— STATED PROBLEM A —
Reproduce the issue about parallelizing txnsim() word for word.

— EXTRACTED TEXT —
......
Parallelize txnsim()

Open jaymon0703 opened this issue 4 years ago • 0 comments

Prompted by this blog post referencing the txnsim() function we started chatting again about parallelizing the function, so creating an issue for the work with some notes from the discussion...mostly pointers from Brian.

txnsim constructs random trades...  the time spent is actually in the generation of the random draws... the actual P&L calculations in blotter are all vectorized and fairly trivial

so the time in txnsim is actually in constructing the draws

you would gain some advantage in breaking that up for a large simulation, e.g. have each core work on 1/ncores of the draws, but then you would probably still have blotter mark them all the way it does now

we use lapply to build the list of trades

could switch to parLapply

as much as I prefer the flexibility of foreach, it probably doesn't make sense to rewrite the lapply as a foreach loop, though that would work too... it is a more complicated refactoring

we also call replicate on the inner loops...  that would actually be a better place to refactor as a foreach loop

hah!  Richard McElreath already has a parallel replicate in the code for statistical rethinking

or could use mclapply which would only use one core on Windows but would serve them right for running an operating system that doesn't support forking
(of threads)

Roger Peng's book 'R Programming for Data Science' also talks about parallel replicate().  the book is worth owning in print, but the whole thing is online here:
https://bookdown.org/rdpeng/rprogdatascience/

Jul 15 '21 13:07 jaymon0703
......
— THE DATA —
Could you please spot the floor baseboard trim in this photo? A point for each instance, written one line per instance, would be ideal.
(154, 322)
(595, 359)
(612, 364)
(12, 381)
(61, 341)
......
— STATED PROBLEM B —
Please transcribe each of the entries above exactly as they appear, keeping every line.

— CORRECT RESULT A —
Parallelize txnsim()

Open jaymon0703 opened this issue 4 years ago • 0 comments

Prompted by this blog post referencing the txnsim() function we started chatting again about parallelizing the function, so creating an issue for the work with some notes from the discussion...mostly pointers from Brian.

txnsim constructs random trades...  the time spent is actually in the generation of the random draws... the actual P&L calculations in blotter are all vectorized and fairly trivial

so the time in txnsim is actually in constructing the draws

you would gain some advantage in breaking that up for a large simulation, e.g. have each core work on 1/ncores of the draws, but then you would probably still have blotter mark them all the way it does now

we use lapply to build the list of trades

could switch to parLapply

as much as I prefer the flexibility of foreach, it probably doesn't make sense to rewrite the lapply as a foreach loop, though that would work too... it is a more complicated refactoring

we also call replicate on the inner loops...  that would actually be a better place to refactor as a foreach loop

hah!  Richard McElreath already has a parallel replicate in the code for statistical rethinking

or could use mclapply which would only use one core on Windows but would serve them right for running an operating system that doesn't support forking
(of threads)

Roger Peng's book 'R Programming for Data Science' also talks about parallel replicate().  the book is worth owning in print, but the whole thing is online here:
https://bookdown.org/rdpeng/rprogdatascience/

Jul 15 '21 13:07 jaymon0703

— CORRECT RESULT B —
Could you please spot the floor baseboard trim in this photo? A point for each instance, written one line per instance, would be ideal.
(154, 322)
(595, 359)
(612, 364)
(12, 381)
(61, 341)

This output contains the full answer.